# About this exercise
Beginning with the line containing "find the distant" and ending with the last line of the records, set down every line exactly.

Study material START

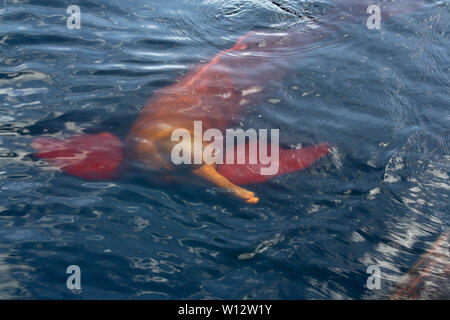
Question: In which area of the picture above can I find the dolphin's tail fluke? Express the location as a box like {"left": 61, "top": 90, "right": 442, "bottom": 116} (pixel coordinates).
{"left": 217, "top": 143, "right": 331, "bottom": 185}
{"left": 32, "top": 132, "right": 123, "bottom": 180}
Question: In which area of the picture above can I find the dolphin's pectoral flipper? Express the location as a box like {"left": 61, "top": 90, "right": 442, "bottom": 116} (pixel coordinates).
{"left": 193, "top": 164, "right": 259, "bottom": 204}
{"left": 217, "top": 142, "right": 331, "bottom": 185}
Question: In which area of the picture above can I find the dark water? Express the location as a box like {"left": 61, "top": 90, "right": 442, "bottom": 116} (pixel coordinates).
{"left": 0, "top": 0, "right": 449, "bottom": 299}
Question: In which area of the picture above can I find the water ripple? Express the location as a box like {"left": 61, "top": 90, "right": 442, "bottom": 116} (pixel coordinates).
{"left": 0, "top": 0, "right": 448, "bottom": 299}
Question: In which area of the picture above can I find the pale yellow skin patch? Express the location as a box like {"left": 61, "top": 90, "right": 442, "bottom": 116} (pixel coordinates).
{"left": 132, "top": 120, "right": 259, "bottom": 204}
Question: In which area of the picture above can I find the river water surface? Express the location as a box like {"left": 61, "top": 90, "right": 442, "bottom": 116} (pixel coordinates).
{"left": 0, "top": 0, "right": 449, "bottom": 299}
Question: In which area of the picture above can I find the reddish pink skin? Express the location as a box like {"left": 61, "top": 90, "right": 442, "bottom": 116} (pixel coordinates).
{"left": 32, "top": 31, "right": 331, "bottom": 184}
{"left": 32, "top": 133, "right": 329, "bottom": 184}
{"left": 217, "top": 143, "right": 331, "bottom": 185}
{"left": 32, "top": 133, "right": 122, "bottom": 180}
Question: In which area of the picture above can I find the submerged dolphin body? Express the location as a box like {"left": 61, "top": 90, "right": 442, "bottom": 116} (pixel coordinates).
{"left": 33, "top": 133, "right": 330, "bottom": 184}
{"left": 32, "top": 1, "right": 427, "bottom": 203}
{"left": 32, "top": 29, "right": 332, "bottom": 203}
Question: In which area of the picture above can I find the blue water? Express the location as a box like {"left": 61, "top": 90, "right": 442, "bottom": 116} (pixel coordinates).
{"left": 0, "top": 0, "right": 449, "bottom": 299}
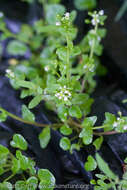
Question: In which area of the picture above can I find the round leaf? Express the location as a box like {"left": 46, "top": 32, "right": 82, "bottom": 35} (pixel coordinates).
{"left": 45, "top": 4, "right": 65, "bottom": 24}
{"left": 7, "top": 40, "right": 28, "bottom": 56}
{"left": 27, "top": 177, "right": 38, "bottom": 190}
{"left": 15, "top": 180, "right": 27, "bottom": 190}
{"left": 10, "top": 134, "right": 28, "bottom": 150}
{"left": 60, "top": 137, "right": 71, "bottom": 151}
{"left": 93, "top": 136, "right": 103, "bottom": 150}
{"left": 38, "top": 169, "right": 55, "bottom": 190}
{"left": 22, "top": 105, "right": 35, "bottom": 122}
{"left": 60, "top": 125, "right": 72, "bottom": 136}
{"left": 69, "top": 105, "right": 82, "bottom": 118}
{"left": 84, "top": 155, "right": 97, "bottom": 171}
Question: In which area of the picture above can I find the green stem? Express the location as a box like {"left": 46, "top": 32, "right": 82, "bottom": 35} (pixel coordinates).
{"left": 0, "top": 107, "right": 120, "bottom": 136}
{"left": 70, "top": 135, "right": 79, "bottom": 141}
{"left": 66, "top": 34, "right": 70, "bottom": 85}
{"left": 89, "top": 23, "right": 98, "bottom": 59}
{"left": 0, "top": 107, "right": 61, "bottom": 128}
{"left": 92, "top": 125, "right": 108, "bottom": 130}
{"left": 81, "top": 23, "right": 98, "bottom": 93}
{"left": 4, "top": 173, "right": 15, "bottom": 182}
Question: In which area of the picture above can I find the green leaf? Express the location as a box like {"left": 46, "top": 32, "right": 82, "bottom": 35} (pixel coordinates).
{"left": 103, "top": 112, "right": 116, "bottom": 132}
{"left": 7, "top": 40, "right": 28, "bottom": 55}
{"left": 10, "top": 134, "right": 28, "bottom": 150}
{"left": 15, "top": 181, "right": 27, "bottom": 190}
{"left": 0, "top": 182, "right": 13, "bottom": 190}
{"left": 0, "top": 167, "right": 4, "bottom": 175}
{"left": 22, "top": 105, "right": 35, "bottom": 122}
{"left": 72, "top": 46, "right": 81, "bottom": 57}
{"left": 0, "top": 108, "right": 8, "bottom": 122}
{"left": 16, "top": 80, "right": 35, "bottom": 89}
{"left": 39, "top": 127, "right": 51, "bottom": 149}
{"left": 79, "top": 117, "right": 96, "bottom": 145}
{"left": 11, "top": 158, "right": 20, "bottom": 174}
{"left": 69, "top": 105, "right": 82, "bottom": 118}
{"left": 27, "top": 159, "right": 36, "bottom": 175}
{"left": 38, "top": 169, "right": 55, "bottom": 190}
{"left": 84, "top": 155, "right": 97, "bottom": 171}
{"left": 96, "top": 153, "right": 118, "bottom": 180}
{"left": 60, "top": 137, "right": 71, "bottom": 151}
{"left": 82, "top": 116, "right": 97, "bottom": 127}
{"left": 93, "top": 136, "right": 103, "bottom": 150}
{"left": 57, "top": 105, "right": 68, "bottom": 122}
{"left": 27, "top": 177, "right": 38, "bottom": 190}
{"left": 60, "top": 124, "right": 72, "bottom": 136}
{"left": 45, "top": 4, "right": 65, "bottom": 24}
{"left": 71, "top": 93, "right": 89, "bottom": 105}
{"left": 74, "top": 0, "right": 96, "bottom": 10}
{"left": 16, "top": 150, "right": 29, "bottom": 171}
{"left": 0, "top": 144, "right": 9, "bottom": 156}
{"left": 56, "top": 47, "right": 67, "bottom": 61}
{"left": 70, "top": 143, "right": 80, "bottom": 154}
{"left": 28, "top": 95, "right": 42, "bottom": 109}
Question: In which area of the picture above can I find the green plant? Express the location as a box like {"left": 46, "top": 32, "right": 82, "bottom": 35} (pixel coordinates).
{"left": 89, "top": 153, "right": 127, "bottom": 190}
{"left": 0, "top": 134, "right": 55, "bottom": 190}
{"left": 0, "top": 0, "right": 126, "bottom": 188}
{"left": 1, "top": 10, "right": 108, "bottom": 151}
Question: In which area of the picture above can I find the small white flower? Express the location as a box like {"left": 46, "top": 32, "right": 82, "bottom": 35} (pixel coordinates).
{"left": 65, "top": 12, "right": 70, "bottom": 19}
{"left": 64, "top": 96, "right": 68, "bottom": 101}
{"left": 83, "top": 65, "right": 87, "bottom": 69}
{"left": 58, "top": 96, "right": 62, "bottom": 100}
{"left": 124, "top": 125, "right": 127, "bottom": 130}
{"left": 6, "top": 69, "right": 14, "bottom": 77}
{"left": 113, "top": 122, "right": 117, "bottom": 128}
{"left": 99, "top": 10, "right": 104, "bottom": 16}
{"left": 97, "top": 36, "right": 101, "bottom": 41}
{"left": 56, "top": 21, "right": 61, "bottom": 26}
{"left": 6, "top": 69, "right": 11, "bottom": 74}
{"left": 65, "top": 90, "right": 69, "bottom": 94}
{"left": 91, "top": 19, "right": 96, "bottom": 26}
{"left": 44, "top": 66, "right": 50, "bottom": 72}
{"left": 44, "top": 89, "right": 47, "bottom": 95}
{"left": 89, "top": 40, "right": 93, "bottom": 46}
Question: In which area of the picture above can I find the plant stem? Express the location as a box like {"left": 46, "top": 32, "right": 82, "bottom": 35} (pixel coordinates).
{"left": 70, "top": 135, "right": 79, "bottom": 141}
{"left": 81, "top": 23, "right": 98, "bottom": 92}
{"left": 89, "top": 23, "right": 98, "bottom": 59}
{"left": 92, "top": 125, "right": 108, "bottom": 130}
{"left": 0, "top": 107, "right": 120, "bottom": 136}
{"left": 4, "top": 173, "right": 15, "bottom": 182}
{"left": 0, "top": 107, "right": 61, "bottom": 128}
{"left": 66, "top": 34, "right": 70, "bottom": 85}
{"left": 93, "top": 131, "right": 119, "bottom": 136}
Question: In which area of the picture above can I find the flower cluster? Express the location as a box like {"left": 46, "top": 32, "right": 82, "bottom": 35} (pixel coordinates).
{"left": 55, "top": 85, "right": 71, "bottom": 102}
{"left": 113, "top": 117, "right": 127, "bottom": 131}
{"left": 83, "top": 64, "right": 95, "bottom": 72}
{"left": 91, "top": 10, "right": 104, "bottom": 26}
{"left": 56, "top": 12, "right": 70, "bottom": 26}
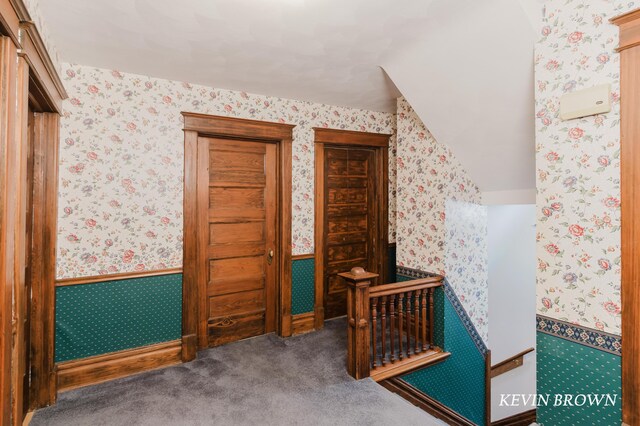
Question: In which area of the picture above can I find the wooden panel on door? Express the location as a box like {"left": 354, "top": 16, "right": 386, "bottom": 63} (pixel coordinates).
{"left": 199, "top": 137, "right": 277, "bottom": 347}
{"left": 323, "top": 147, "right": 376, "bottom": 319}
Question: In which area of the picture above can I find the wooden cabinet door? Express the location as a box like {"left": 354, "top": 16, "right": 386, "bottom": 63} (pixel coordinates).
{"left": 323, "top": 147, "right": 377, "bottom": 319}
{"left": 198, "top": 137, "right": 277, "bottom": 347}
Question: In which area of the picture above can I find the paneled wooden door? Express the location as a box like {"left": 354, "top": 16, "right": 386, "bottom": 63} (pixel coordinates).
{"left": 323, "top": 147, "right": 378, "bottom": 319}
{"left": 197, "top": 137, "right": 278, "bottom": 347}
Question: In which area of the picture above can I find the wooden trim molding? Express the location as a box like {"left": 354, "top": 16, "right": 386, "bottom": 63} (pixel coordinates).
{"left": 612, "top": 8, "right": 640, "bottom": 51}
{"left": 292, "top": 253, "right": 314, "bottom": 261}
{"left": 56, "top": 340, "right": 182, "bottom": 392}
{"left": 492, "top": 409, "right": 537, "bottom": 426}
{"left": 613, "top": 13, "right": 640, "bottom": 425}
{"left": 0, "top": 34, "right": 20, "bottom": 425}
{"left": 0, "top": 0, "right": 68, "bottom": 112}
{"left": 17, "top": 22, "right": 67, "bottom": 113}
{"left": 55, "top": 268, "right": 184, "bottom": 287}
{"left": 490, "top": 347, "right": 534, "bottom": 379}
{"left": 313, "top": 127, "right": 392, "bottom": 147}
{"left": 380, "top": 378, "right": 476, "bottom": 426}
{"left": 182, "top": 113, "right": 294, "bottom": 360}
{"left": 313, "top": 128, "right": 390, "bottom": 329}
{"left": 27, "top": 113, "right": 60, "bottom": 410}
{"left": 291, "top": 312, "right": 315, "bottom": 335}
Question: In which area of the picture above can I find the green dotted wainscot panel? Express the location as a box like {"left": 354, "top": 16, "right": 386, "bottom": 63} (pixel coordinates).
{"left": 399, "top": 274, "right": 485, "bottom": 425}
{"left": 537, "top": 332, "right": 621, "bottom": 426}
{"left": 292, "top": 258, "right": 315, "bottom": 315}
{"left": 55, "top": 273, "right": 183, "bottom": 363}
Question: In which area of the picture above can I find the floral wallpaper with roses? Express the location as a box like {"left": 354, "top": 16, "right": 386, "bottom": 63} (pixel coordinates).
{"left": 396, "top": 97, "right": 489, "bottom": 343}
{"left": 534, "top": 0, "right": 636, "bottom": 335}
{"left": 56, "top": 64, "right": 397, "bottom": 279}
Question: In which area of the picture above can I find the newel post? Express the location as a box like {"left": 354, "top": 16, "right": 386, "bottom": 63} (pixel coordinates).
{"left": 339, "top": 267, "right": 378, "bottom": 379}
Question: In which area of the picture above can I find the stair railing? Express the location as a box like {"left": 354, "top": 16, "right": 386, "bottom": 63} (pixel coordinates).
{"left": 339, "top": 267, "right": 445, "bottom": 381}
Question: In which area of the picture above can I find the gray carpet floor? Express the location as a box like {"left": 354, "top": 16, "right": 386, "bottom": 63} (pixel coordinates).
{"left": 32, "top": 318, "right": 444, "bottom": 426}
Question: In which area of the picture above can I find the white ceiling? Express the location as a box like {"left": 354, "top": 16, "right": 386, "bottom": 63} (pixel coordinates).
{"left": 39, "top": 0, "right": 541, "bottom": 195}
{"left": 38, "top": 0, "right": 448, "bottom": 112}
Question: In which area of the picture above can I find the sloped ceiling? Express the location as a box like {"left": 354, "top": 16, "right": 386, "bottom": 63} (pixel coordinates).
{"left": 382, "top": 0, "right": 541, "bottom": 196}
{"left": 39, "top": 0, "right": 540, "bottom": 197}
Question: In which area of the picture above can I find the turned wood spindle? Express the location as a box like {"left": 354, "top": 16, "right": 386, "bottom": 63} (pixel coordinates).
{"left": 398, "top": 292, "right": 404, "bottom": 360}
{"left": 428, "top": 288, "right": 435, "bottom": 348}
{"left": 381, "top": 295, "right": 387, "bottom": 366}
{"left": 389, "top": 295, "right": 396, "bottom": 363}
{"left": 414, "top": 290, "right": 421, "bottom": 354}
{"left": 371, "top": 296, "right": 378, "bottom": 369}
{"left": 421, "top": 288, "right": 428, "bottom": 351}
{"left": 405, "top": 292, "right": 412, "bottom": 358}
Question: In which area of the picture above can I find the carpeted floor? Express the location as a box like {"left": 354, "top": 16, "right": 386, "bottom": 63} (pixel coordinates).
{"left": 32, "top": 318, "right": 444, "bottom": 426}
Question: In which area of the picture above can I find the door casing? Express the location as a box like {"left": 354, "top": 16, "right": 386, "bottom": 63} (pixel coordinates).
{"left": 182, "top": 113, "right": 294, "bottom": 360}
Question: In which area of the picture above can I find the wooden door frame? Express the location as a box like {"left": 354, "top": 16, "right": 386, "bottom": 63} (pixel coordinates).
{"left": 313, "top": 128, "right": 391, "bottom": 329}
{"left": 613, "top": 9, "right": 640, "bottom": 424}
{"left": 0, "top": 2, "right": 67, "bottom": 420}
{"left": 182, "top": 113, "right": 294, "bottom": 360}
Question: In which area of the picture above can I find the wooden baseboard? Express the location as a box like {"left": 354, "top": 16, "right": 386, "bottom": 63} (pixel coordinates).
{"left": 56, "top": 340, "right": 182, "bottom": 392}
{"left": 492, "top": 409, "right": 537, "bottom": 426}
{"left": 380, "top": 377, "right": 475, "bottom": 426}
{"left": 292, "top": 312, "right": 315, "bottom": 335}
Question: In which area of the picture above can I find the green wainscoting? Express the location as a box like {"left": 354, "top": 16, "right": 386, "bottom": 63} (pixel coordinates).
{"left": 55, "top": 273, "right": 183, "bottom": 363}
{"left": 537, "top": 332, "right": 621, "bottom": 426}
{"left": 292, "top": 257, "right": 315, "bottom": 315}
{"left": 398, "top": 273, "right": 486, "bottom": 425}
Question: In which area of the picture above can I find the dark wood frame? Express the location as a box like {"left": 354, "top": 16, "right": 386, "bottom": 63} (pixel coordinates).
{"left": 182, "top": 113, "right": 294, "bottom": 360}
{"left": 0, "top": 1, "right": 66, "bottom": 421}
{"left": 612, "top": 9, "right": 640, "bottom": 424}
{"left": 313, "top": 128, "right": 390, "bottom": 329}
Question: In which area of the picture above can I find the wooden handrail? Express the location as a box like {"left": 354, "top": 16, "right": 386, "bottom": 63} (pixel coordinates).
{"left": 369, "top": 277, "right": 443, "bottom": 298}
{"left": 490, "top": 347, "right": 534, "bottom": 378}
{"left": 339, "top": 267, "right": 447, "bottom": 381}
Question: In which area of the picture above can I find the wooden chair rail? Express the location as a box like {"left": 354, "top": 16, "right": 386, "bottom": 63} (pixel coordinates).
{"left": 339, "top": 267, "right": 446, "bottom": 380}
{"left": 490, "top": 347, "right": 534, "bottom": 379}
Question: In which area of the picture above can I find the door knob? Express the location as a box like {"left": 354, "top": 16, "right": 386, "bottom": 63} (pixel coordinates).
{"left": 267, "top": 249, "right": 274, "bottom": 265}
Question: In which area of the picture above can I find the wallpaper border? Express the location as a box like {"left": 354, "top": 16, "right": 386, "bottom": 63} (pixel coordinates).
{"left": 396, "top": 266, "right": 488, "bottom": 356}
{"left": 536, "top": 315, "right": 621, "bottom": 356}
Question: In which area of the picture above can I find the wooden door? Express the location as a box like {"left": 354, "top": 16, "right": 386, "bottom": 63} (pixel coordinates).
{"left": 198, "top": 137, "right": 277, "bottom": 347}
{"left": 323, "top": 147, "right": 377, "bottom": 319}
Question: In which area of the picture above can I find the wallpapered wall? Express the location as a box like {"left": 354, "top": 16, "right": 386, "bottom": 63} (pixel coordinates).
{"left": 534, "top": 2, "right": 632, "bottom": 424}
{"left": 396, "top": 97, "right": 489, "bottom": 344}
{"left": 57, "top": 64, "right": 397, "bottom": 279}
{"left": 535, "top": 0, "right": 636, "bottom": 336}
{"left": 22, "top": 0, "right": 62, "bottom": 75}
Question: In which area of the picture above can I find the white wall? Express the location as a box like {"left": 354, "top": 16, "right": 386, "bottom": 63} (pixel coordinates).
{"left": 488, "top": 205, "right": 536, "bottom": 421}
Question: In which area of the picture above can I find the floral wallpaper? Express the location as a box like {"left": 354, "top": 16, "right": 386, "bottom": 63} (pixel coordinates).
{"left": 395, "top": 97, "right": 488, "bottom": 342}
{"left": 56, "top": 64, "right": 396, "bottom": 279}
{"left": 534, "top": 0, "right": 636, "bottom": 336}
{"left": 445, "top": 200, "right": 489, "bottom": 344}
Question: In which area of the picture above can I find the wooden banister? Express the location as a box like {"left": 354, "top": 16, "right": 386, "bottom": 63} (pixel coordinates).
{"left": 339, "top": 268, "right": 448, "bottom": 381}
{"left": 490, "top": 347, "right": 534, "bottom": 378}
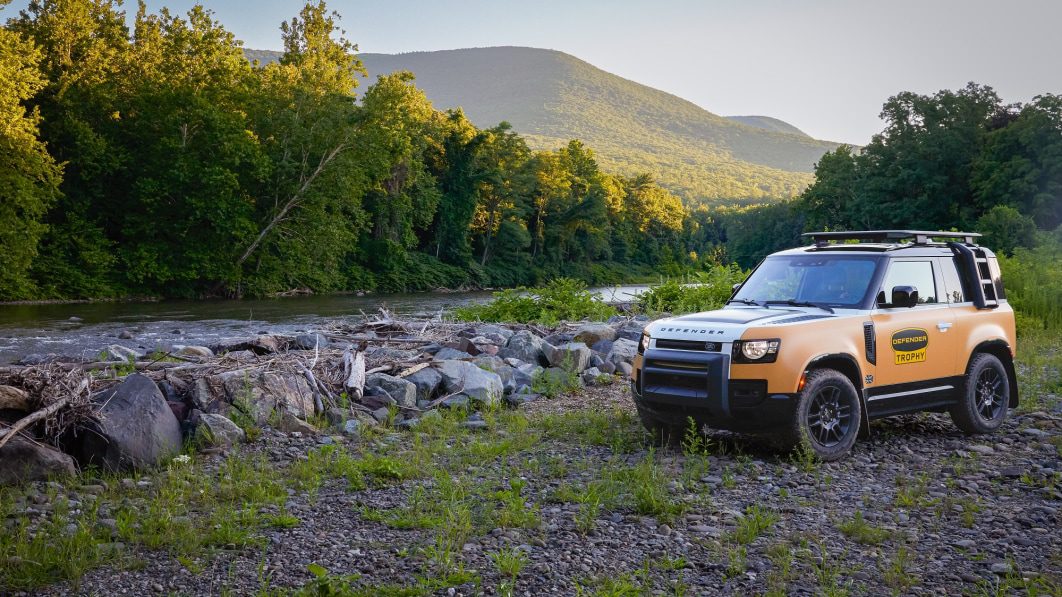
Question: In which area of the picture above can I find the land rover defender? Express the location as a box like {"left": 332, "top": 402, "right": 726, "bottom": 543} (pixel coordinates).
{"left": 631, "top": 230, "right": 1018, "bottom": 460}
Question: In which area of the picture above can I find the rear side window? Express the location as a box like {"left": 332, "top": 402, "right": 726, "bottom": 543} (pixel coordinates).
{"left": 881, "top": 261, "right": 938, "bottom": 304}
{"left": 939, "top": 258, "right": 966, "bottom": 303}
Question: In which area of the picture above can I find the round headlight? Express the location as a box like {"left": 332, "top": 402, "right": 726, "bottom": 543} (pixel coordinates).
{"left": 640, "top": 333, "right": 651, "bottom": 352}
{"left": 741, "top": 340, "right": 770, "bottom": 360}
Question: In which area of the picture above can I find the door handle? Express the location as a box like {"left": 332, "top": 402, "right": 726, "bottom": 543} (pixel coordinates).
{"left": 937, "top": 322, "right": 952, "bottom": 332}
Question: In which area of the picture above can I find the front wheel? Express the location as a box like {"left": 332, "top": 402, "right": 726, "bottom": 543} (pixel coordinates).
{"left": 635, "top": 403, "right": 687, "bottom": 444}
{"left": 783, "top": 369, "right": 862, "bottom": 461}
{"left": 950, "top": 353, "right": 1010, "bottom": 434}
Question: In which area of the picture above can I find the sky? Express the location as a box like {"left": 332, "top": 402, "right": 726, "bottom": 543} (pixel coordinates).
{"left": 5, "top": 0, "right": 1061, "bottom": 144}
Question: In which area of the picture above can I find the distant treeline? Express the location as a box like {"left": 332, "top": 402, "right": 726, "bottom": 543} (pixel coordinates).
{"left": 1, "top": 1, "right": 1059, "bottom": 302}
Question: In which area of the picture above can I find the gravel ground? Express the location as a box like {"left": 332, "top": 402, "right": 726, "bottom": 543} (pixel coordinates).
{"left": 9, "top": 384, "right": 1062, "bottom": 596}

Study material END

# Finished task
Question: In which area of the picture above can I find the distant treeline? Express the location as a box like {"left": 332, "top": 402, "right": 726, "bottom": 543} (pixel coordinates).
{"left": 1, "top": 1, "right": 1059, "bottom": 302}
Question: In which area of the picture above can I find the gravel ground? Express the location as a box like {"left": 332, "top": 402, "right": 726, "bottom": 543} (pixel coordinates).
{"left": 9, "top": 384, "right": 1062, "bottom": 596}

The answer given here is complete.